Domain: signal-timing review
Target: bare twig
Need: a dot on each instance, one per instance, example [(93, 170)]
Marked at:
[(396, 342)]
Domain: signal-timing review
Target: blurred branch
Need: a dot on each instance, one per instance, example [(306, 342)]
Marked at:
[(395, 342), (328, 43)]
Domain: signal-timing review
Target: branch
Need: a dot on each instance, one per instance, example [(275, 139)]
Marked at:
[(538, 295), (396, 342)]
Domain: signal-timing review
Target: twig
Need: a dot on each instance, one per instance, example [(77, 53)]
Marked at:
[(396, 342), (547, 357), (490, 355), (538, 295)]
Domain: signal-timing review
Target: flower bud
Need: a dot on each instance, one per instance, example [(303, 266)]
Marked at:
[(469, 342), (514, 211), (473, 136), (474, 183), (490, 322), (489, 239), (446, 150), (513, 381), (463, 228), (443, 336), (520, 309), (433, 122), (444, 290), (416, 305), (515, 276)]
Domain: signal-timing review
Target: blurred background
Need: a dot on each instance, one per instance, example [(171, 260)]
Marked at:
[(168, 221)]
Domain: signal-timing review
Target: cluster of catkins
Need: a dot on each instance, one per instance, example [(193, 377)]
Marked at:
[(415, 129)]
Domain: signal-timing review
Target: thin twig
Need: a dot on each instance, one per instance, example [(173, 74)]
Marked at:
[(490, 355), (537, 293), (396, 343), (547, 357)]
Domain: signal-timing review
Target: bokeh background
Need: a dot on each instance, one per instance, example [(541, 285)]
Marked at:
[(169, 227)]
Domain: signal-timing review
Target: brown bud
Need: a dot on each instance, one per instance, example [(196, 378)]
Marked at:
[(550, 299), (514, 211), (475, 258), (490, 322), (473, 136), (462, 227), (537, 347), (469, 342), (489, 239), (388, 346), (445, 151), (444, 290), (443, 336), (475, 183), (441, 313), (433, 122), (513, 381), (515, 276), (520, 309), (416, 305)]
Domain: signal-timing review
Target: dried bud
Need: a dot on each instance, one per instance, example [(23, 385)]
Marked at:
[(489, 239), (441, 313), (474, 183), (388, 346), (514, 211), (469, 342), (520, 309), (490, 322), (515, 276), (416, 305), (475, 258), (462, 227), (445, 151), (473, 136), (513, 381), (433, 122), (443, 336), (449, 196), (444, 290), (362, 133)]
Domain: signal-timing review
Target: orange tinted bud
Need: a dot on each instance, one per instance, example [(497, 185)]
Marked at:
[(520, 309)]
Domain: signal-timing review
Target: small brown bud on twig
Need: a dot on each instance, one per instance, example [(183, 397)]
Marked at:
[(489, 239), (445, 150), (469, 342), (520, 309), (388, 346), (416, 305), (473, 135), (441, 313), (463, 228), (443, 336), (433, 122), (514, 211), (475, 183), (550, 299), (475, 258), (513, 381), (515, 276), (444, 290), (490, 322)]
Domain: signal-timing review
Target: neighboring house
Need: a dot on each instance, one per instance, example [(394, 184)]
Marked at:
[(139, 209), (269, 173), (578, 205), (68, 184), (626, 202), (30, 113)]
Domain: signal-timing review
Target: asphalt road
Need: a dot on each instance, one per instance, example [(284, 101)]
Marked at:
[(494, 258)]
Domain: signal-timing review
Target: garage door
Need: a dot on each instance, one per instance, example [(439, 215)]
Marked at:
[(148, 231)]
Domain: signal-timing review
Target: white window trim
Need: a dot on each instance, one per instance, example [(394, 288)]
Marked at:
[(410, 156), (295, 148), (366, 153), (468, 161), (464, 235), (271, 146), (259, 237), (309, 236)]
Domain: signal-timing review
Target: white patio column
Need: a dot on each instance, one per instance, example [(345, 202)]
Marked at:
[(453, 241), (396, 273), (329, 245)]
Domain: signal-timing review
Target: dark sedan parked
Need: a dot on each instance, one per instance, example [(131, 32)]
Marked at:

════════

Which lines above contain the word "blurred"? Show each of them.

## Response to this exercise
Target: blurred branch
Target: blurred background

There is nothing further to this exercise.